■ WHAT IS EXPECTED ■
Write the records out once more. Leave each line exactly as given.

START ENTRIES SHOWN

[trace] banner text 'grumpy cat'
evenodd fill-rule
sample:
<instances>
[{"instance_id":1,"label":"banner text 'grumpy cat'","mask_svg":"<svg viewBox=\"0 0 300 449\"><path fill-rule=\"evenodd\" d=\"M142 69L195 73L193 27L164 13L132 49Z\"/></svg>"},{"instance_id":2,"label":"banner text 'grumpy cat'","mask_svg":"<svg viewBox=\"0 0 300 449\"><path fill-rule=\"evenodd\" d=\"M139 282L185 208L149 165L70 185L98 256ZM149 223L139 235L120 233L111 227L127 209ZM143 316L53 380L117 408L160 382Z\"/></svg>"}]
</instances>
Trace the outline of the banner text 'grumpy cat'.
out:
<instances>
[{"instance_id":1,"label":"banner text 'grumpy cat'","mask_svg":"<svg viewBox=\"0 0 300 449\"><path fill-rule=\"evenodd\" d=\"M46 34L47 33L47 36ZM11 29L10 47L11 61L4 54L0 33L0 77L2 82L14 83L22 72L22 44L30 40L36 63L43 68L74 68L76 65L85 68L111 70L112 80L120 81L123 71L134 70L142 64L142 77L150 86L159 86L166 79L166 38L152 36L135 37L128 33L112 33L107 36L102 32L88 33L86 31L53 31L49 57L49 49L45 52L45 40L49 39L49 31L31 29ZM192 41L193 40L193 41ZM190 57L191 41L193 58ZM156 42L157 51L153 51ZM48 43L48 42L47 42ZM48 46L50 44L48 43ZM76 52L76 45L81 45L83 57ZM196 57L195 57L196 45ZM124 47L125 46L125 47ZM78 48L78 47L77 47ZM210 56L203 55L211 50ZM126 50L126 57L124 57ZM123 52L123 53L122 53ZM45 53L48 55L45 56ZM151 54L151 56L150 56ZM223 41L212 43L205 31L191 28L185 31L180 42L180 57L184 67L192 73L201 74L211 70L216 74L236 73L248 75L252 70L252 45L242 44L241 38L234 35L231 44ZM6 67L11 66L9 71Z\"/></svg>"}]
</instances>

END ENTRIES SHOWN

■ RESULT OF THE EXERCISE ■
[trace] banner text 'grumpy cat'
evenodd fill-rule
sample:
<instances>
[{"instance_id":1,"label":"banner text 'grumpy cat'","mask_svg":"<svg viewBox=\"0 0 300 449\"><path fill-rule=\"evenodd\" d=\"M142 69L195 73L193 27L164 13L132 49Z\"/></svg>"},{"instance_id":2,"label":"banner text 'grumpy cat'","mask_svg":"<svg viewBox=\"0 0 300 449\"><path fill-rule=\"evenodd\" d=\"M139 282L185 208L149 165L70 185L98 256ZM149 223L139 235L120 233L111 227L127 209ZM143 316L53 380L117 408L160 382Z\"/></svg>"}]
</instances>
Trace the outline of the banner text 'grumpy cat'.
out:
<instances>
[{"instance_id":1,"label":"banner text 'grumpy cat'","mask_svg":"<svg viewBox=\"0 0 300 449\"><path fill-rule=\"evenodd\" d=\"M46 34L47 33L47 36ZM11 29L10 47L11 61L4 54L0 33L0 77L2 82L14 83L22 72L22 44L30 40L36 63L43 68L74 68L76 65L85 68L111 70L112 80L120 81L123 71L134 70L142 64L142 77L150 86L159 86L166 79L166 38L152 36L135 37L128 33L112 33L107 36L102 32L88 33L86 31L53 31L49 57L49 49L45 52L45 40L49 39L49 31L31 29ZM192 41L193 40L193 41ZM190 57L191 41L193 58ZM156 42L157 51L153 51ZM48 43L48 42L47 42ZM48 46L50 44L48 43ZM76 52L76 45L81 45L83 57ZM196 57L195 57L196 45ZM124 47L125 46L125 47ZM78 48L78 47L77 47ZM210 56L203 55L211 50ZM126 50L126 57L124 57ZM123 52L123 53L122 53ZM45 53L48 55L45 56ZM151 54L151 56L150 56ZM223 41L212 43L205 31L191 28L185 31L180 42L180 57L184 67L192 73L201 74L211 70L216 74L236 73L248 75L252 70L252 45L242 44L241 38L234 35L231 44ZM6 67L11 66L9 71Z\"/></svg>"}]
</instances>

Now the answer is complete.